*** Extracted material Section Begins ***

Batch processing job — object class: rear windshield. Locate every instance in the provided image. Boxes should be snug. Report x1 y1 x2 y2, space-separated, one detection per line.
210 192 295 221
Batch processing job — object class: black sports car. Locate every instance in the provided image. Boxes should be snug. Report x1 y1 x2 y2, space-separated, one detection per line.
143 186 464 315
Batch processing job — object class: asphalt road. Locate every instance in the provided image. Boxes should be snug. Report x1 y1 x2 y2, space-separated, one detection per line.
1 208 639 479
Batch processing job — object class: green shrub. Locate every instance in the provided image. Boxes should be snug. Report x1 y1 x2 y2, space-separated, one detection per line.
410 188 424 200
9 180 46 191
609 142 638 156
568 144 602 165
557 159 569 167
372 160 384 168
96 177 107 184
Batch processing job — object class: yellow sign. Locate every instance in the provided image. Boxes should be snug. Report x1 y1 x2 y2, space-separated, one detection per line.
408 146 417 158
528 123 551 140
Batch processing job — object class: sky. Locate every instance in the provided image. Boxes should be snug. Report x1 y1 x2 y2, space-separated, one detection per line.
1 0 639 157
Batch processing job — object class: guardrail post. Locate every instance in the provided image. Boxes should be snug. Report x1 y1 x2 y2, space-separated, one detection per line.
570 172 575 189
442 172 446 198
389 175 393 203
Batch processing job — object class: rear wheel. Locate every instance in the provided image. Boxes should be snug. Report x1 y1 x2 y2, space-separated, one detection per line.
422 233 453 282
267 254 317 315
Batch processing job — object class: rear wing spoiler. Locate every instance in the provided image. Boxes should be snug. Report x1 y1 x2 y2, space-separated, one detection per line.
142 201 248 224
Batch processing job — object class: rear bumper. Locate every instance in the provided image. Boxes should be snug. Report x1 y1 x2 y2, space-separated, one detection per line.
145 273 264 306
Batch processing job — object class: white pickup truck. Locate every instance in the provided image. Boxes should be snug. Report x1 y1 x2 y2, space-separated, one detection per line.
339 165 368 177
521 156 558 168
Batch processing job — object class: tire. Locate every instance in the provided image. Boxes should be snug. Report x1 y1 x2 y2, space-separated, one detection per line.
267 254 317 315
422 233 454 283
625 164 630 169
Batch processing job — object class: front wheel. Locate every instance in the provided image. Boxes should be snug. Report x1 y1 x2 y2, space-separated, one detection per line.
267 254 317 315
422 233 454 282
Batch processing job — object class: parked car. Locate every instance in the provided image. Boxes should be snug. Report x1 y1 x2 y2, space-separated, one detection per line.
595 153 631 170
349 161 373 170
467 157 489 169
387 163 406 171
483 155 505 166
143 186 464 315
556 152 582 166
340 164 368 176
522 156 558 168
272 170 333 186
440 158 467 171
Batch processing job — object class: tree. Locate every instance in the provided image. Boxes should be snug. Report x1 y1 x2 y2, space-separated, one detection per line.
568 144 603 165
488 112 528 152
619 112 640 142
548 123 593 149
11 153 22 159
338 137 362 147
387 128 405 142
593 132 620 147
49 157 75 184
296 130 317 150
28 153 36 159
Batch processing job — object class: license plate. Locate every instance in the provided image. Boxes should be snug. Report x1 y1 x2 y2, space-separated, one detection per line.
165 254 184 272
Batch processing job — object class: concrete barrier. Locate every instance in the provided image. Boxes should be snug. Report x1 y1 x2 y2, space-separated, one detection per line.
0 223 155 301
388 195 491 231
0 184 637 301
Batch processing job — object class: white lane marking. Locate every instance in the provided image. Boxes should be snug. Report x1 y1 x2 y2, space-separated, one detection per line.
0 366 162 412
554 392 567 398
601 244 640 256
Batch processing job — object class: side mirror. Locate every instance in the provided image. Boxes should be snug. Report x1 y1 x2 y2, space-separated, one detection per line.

*** Extracted material Section Ends ***

Prompt |
Give back the whole of the data above, exactly as written.

Completed task |
Batch processing job — object class: rear windshield. Locate every instance in the provided image. Boxes should be snug. Report x1 y1 x2 y2, space-separated, one detection per line.
210 192 295 221
Batch processing job — object class: black sports car. Locate every instance in the provided image. Boxes should be snug. Report x1 y1 x2 y2, space-separated, one detection per line.
143 186 464 315
Batch processing job — object class: asphalt road. Locate every instance in the provided image. Boxes should be snug. Report x1 y1 x2 y2, space-separated, one detection per line.
1 208 639 479
Batch processing job — object class: green shrub. Locate every instance in the provided image. Boxes should be snug. Report x1 y1 x2 y2, space-separated, one detection per line.
410 188 424 200
9 180 46 191
609 142 638 156
568 144 602 165
557 159 569 167
372 160 384 168
96 177 107 184
Batch processing job — object class: yellow sign. Locate every instance in the provided image. Boxes should be snug. Report x1 y1 x2 y2, space-separated, one detection per line.
408 146 417 158
528 123 551 140
Batch processing job — object class: sky. Locate every instance in the provided image. Boxes should be snug. Report x1 y1 x2 y2, space-separated, one detection per line.
1 0 639 157
Batch processing job — object class: guardrail post. Locate every instance in the provided image. Boxes should be snug. Report x1 y1 x2 y2, space-separated, one detection per line.
570 172 575 189
442 172 446 198
389 175 393 203
Batch processing job — object class: rear wheel. Locate every instance in the provided image. Boxes should be snug. Report x1 y1 x2 y2, space-separated, one detection per line.
422 233 453 282
267 254 317 315
Batch processing job — object class: rear wing spoiler. Locate every instance in the provided image. Boxes should be snug. Report x1 y1 x2 y2, space-separated, one detection per line.
142 201 248 224
Batch processing job — object class: rear bumper. Locate every instance in the provided image. Boxes should be snug. Report x1 y1 x2 y2, space-separated, one detection per line.
145 273 264 306
Batch processing job — object class: white pickup truck. Locate every instance in the provided image. Boxes should be snug. Report x1 y1 x2 y2, space-separated, one detection per line.
339 165 368 177
521 156 558 168
Batch processing job — object class: tire. Locate every instance in the provided image. Boxes should be snug. Report x1 y1 x2 y2, space-separated, one detection per line.
267 254 317 315
422 233 454 283
625 164 630 169
Batch processing job — object class: front wheel. Locate every instance in the provided image. Boxes should be snug. Report x1 y1 x2 y2, space-separated, one detection per line.
267 254 317 315
422 233 454 282
Batch processing job — object class: parked car. Locate every instance in the provided image. Boxes should be snug. Report x1 y1 x2 y2, space-separated, one detection per line.
595 153 631 170
349 161 373 170
467 157 489 169
387 163 406 171
483 155 505 166
143 186 464 315
556 152 582 166
340 164 368 176
522 156 558 168
272 170 333 186
440 158 467 171
Batch processing job — object class: tree. Locate every instance in the provided image. Boxes should be snug. Report x1 y1 x2 y2, space-separated, one detection per line.
568 144 603 165
488 112 528 152
619 112 640 142
548 123 593 149
11 153 22 159
338 137 362 147
387 128 405 142
593 132 620 147
49 157 75 184
296 130 317 150
28 153 36 159
Batch processing job — object class: license plate. Locate every instance in the provided image. Boxes should be snug. Report x1 y1 x2 y2, space-separated, one detection per line.
165 254 184 272
Batch processing job — object class: concrete barrier. Locate every instance in the provided image. Boxes should be snug. Report x1 y1 x2 y2, space-separated, one detection per line.
0 223 155 301
388 195 491 231
0 184 637 301
Batch processing job — object class: white lane marking. Locate every instance in the provided image. Boxes should be snug. Report x1 y1 x2 y2, space-separated, one detection per line.
0 366 162 412
554 392 567 398
601 244 640 256
Batch processing job — object class: side mirror. Locate every instance in the provided image. Boxes should be snug. Report x1 y1 x2 y2, space-separated, one detection per line.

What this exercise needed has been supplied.